··· ИСХОДНЫЙ ОТРЫВОК ···

На харьковском вокзале мне нужно было срочно позвонить на работу. Оставив маму с вещами, я пошла искать телефон. А когда вернулась, застала ее вконец растерянной: едва я отлучилась, к ней подошли три дюжих парня, схватили тючки с книгами и были таковы. Старенький наш чемодан их не прельстил.
Вот когда я пожалела, что не воспользовалась разрешением Бориса и не просмотрела книги в поезде! Знала бы, что там, попыталась бы достать, восстановить…
Иду к милой Александре Абрамовне с повинной, прошу узнать у Бориса, что за книги были в тючках. А она с улыбкой успокаивает меня:
— Это все чепуха. А вот прошлым летом было куда похуже. Боб был в Харькове (она всегда называла его — Боб), отправился за город на пляж в Лозовеньки. Полез купаться, а тем временем у него брюки украли. Красивые, дорогие. Как домой добираться? Спасибо, какой-то шофер одолжил свои рабочие штаны, все в масляных пятнах, огромные. Когда Боб появился в них поздно вечером, я глазам своим не поверила… Мы посмеялись, но мне от этого легче не стало. В письме к Пете Горелику, товарищу Бориса, я попросила его потихоньку выведать, какие книги были переданы в Харьков. Но этот «предатель» письмо мое отдал Борису. Тот отмахнулся и сказал, что все ерунда, да и ничего ценного там не было.
Так и осталась я навеки его должницей.

···

ЗАДАНИЕ 1 -> Верните из отрывка о пропаже книг фрагмент от «На харьковском вокзале» до «их не прельстил.» включительно.
ЗАДАНИЕ 2 -> Кто, согласно отрывку о пропаже книг, одолжил Бобу штаны, чтобы он смог добраться домой?

··· НАБОР ДАННЫХ ···

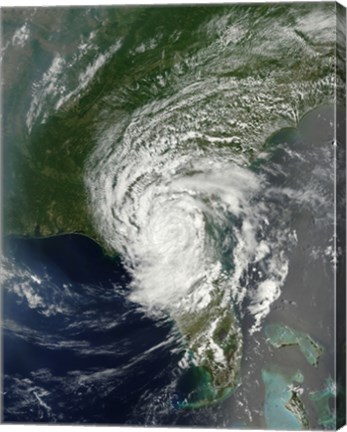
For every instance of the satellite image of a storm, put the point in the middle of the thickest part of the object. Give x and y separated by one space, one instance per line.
170 183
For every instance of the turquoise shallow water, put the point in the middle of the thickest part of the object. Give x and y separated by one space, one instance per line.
194 143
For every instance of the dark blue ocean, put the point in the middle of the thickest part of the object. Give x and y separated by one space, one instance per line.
75 349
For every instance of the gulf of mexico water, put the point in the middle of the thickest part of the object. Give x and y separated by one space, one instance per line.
201 165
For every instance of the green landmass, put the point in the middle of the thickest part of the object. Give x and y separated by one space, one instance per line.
44 190
281 336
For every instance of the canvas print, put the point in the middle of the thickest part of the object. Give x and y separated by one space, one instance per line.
173 215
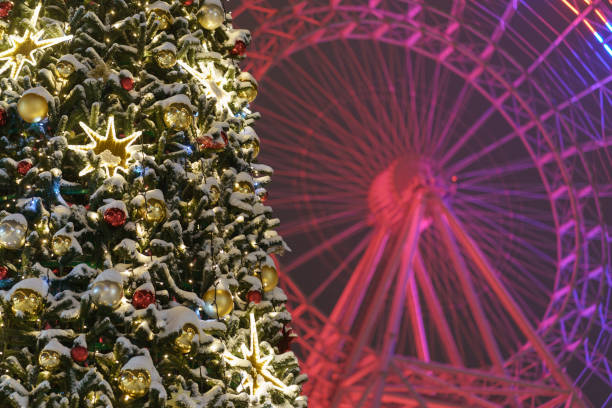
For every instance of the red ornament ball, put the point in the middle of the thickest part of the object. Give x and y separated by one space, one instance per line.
23 167
115 217
142 299
79 354
239 48
127 83
5 8
254 296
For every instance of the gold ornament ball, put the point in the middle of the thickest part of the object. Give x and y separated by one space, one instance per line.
94 396
269 277
178 116
134 383
64 69
253 146
165 59
13 232
183 341
49 360
163 17
155 211
214 194
61 244
247 88
211 15
244 187
28 302
218 302
107 293
32 107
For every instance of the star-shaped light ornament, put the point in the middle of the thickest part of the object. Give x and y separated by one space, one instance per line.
260 366
114 153
22 49
213 85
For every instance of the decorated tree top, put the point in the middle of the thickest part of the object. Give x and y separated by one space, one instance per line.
136 250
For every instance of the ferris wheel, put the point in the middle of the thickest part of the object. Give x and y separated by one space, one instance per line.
444 173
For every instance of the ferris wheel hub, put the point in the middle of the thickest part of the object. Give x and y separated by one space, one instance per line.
392 191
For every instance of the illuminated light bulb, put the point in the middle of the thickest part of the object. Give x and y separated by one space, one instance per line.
61 244
165 58
184 341
155 211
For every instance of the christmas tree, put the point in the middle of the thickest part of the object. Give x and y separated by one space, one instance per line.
136 249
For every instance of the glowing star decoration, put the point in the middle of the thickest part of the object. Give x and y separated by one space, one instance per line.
260 366
114 153
213 85
23 48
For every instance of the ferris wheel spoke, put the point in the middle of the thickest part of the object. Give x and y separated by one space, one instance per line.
469 291
358 249
435 307
326 245
408 235
321 222
405 277
458 106
469 133
398 127
506 299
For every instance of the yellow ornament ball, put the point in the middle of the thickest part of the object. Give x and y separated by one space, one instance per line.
247 87
61 244
214 194
219 302
134 383
165 59
49 360
269 277
244 187
155 211
211 15
253 146
178 116
64 69
28 302
32 107
163 17
184 341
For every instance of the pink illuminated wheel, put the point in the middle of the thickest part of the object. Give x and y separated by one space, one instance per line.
442 173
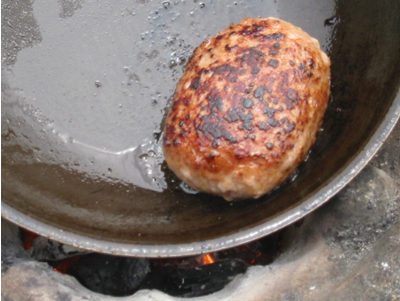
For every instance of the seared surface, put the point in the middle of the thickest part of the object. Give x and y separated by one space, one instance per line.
246 111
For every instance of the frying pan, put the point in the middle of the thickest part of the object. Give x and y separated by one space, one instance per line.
85 88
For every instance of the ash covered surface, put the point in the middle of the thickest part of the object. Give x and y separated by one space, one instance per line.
346 250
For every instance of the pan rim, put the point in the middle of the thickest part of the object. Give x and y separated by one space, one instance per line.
320 197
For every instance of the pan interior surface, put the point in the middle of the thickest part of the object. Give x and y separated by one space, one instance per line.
85 88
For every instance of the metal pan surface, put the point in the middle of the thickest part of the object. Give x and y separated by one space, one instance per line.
85 86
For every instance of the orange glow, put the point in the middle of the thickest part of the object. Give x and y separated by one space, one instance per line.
207 259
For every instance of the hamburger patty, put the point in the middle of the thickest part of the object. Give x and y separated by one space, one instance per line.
247 109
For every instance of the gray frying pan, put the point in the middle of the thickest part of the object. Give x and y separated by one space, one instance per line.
85 88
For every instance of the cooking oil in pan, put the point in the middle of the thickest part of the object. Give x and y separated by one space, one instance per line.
90 82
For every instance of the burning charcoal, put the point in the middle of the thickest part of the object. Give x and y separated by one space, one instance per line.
110 275
194 281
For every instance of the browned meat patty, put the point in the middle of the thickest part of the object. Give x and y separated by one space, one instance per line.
247 109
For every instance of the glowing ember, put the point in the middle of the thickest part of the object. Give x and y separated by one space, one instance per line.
207 259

···

РЕШЕНИЕ 1 ->
На харьковском вокзале мне нужно было срочно позвонить на работу. Оставив маму с вещами, я пошла искать телефон. А когда вернулась, застала ее вконец растерянной: едва я отлучилась, к ней подошли три дюжих парня, схватили тючки с книгами и были таковы. Старенький наш чемодан их не прельстил.

РЕШЕНИЕ 2 -> Свои рабочие штаны ему одолжил какой-то шофер.